TASK ITEM A: Name each template that the description of the optimization templates says it extends.
TASK ITEM B: Carry the description of the optimization templates forward from its last sentence.

---------- EXTRACT

Extends three existing prescriptive-optimization templates to demonstrate the new sensitivity (LP marginals) and conflict / IIS (infeasibility diagnosis) analysis on solve():

  • factory_production — a maximize-profit product-mix LP. One solve(sensitivity=True) reads each factory's capacity shadow price and each product's reduced cost + basis status, joined back to its entity by key. A binding factory vs. a slack one shows the zero/nonzero shadow-price contrast, and the maximize objective mirrors the sign conventions of the minimize example below.
  • supplier_reliability — a minimize-cost sourcing LP. Reads supplier-capacity and product-demand shadow prices plus supply-lane reduced costs / basis status, then re-solves supplier-disruption scenarios.
  • cicd_runner_allocation — a binary assignment MIP. When a maintenance outage makes the schedule infeasible, solve(conflict=True) returns the conflict set (IIS): the stranded jobs and the binding runner cap, read back by entity key.

Each marginal or conflict joins to its grounding entity by key through the constraint's declared back-pointer (keyed_by={...} on satisfy), mirroring the automatic variable back-pointers. Each README walks through the model, the marginals/conflict, and how to act on them. All three runners were validated end-to-end against the solver, including assertion-level checks on objectives, marginal signs, basis statuses, and IIS membership.

Merge gating

These examples exercise the sensitivity and conflict APIs added in the upcoming PyRel release (RelationalAI/PyRel#1617), so the runners only work against a build that includes that API. Before merge, once that release ships: raise each template's relationalai dependency floor to the first version that includes sensitivity/conflict (the pins still say 1.0.14, which predates the API), and re-run the three templates against the released build.

--------------------
---------- DATASET CONTENT

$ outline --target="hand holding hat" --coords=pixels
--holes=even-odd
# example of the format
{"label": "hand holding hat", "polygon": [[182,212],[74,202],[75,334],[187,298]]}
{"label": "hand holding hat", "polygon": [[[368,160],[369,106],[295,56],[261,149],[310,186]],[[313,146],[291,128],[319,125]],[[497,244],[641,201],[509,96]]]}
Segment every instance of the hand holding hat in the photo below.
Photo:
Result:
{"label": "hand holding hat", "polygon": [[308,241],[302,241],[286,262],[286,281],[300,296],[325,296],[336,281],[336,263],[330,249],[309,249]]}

--------------------

ANSWER A: factory_production, supplier_reliability, cicd_runner_allocation

ANSWER B:
🤖 Generated with Claude Code

chriscoey and others added 2 commits June 2, 2026 14:26
Extend three prescriptive-optimization templates to demonstrate the new
sensitivity (LP marginals) and conflict (IIS) analysis available on solve():

- factory_production: a maximize-profit product-mix LP that reads capacity
  shadow prices and product reduced costs / basis status from a single solve.
- supplier_reliability: a minimize-cost sourcing LP with capacity and demand
  shadow prices, lane reduced costs, plus supplier-disruption scenarios.
- cicd_runner_allocation: a binary assignment MIP that diagnoses an infeasible
  maintenance outage via conflict (IIS) membership.

Each marginal or conflict joins back to its grounding entity by key through
constraint back-pointers. Validated end-to-end against the solver.

Co-Authored-By: Claude Opus 4.8 <noreply@anthropic.com>
…ispatch, sharper marginals prose

- Aliased + sorted marginal and conflict tables so each README's expected-output
  matches actual stdout deterministically (baseline and scenario displays)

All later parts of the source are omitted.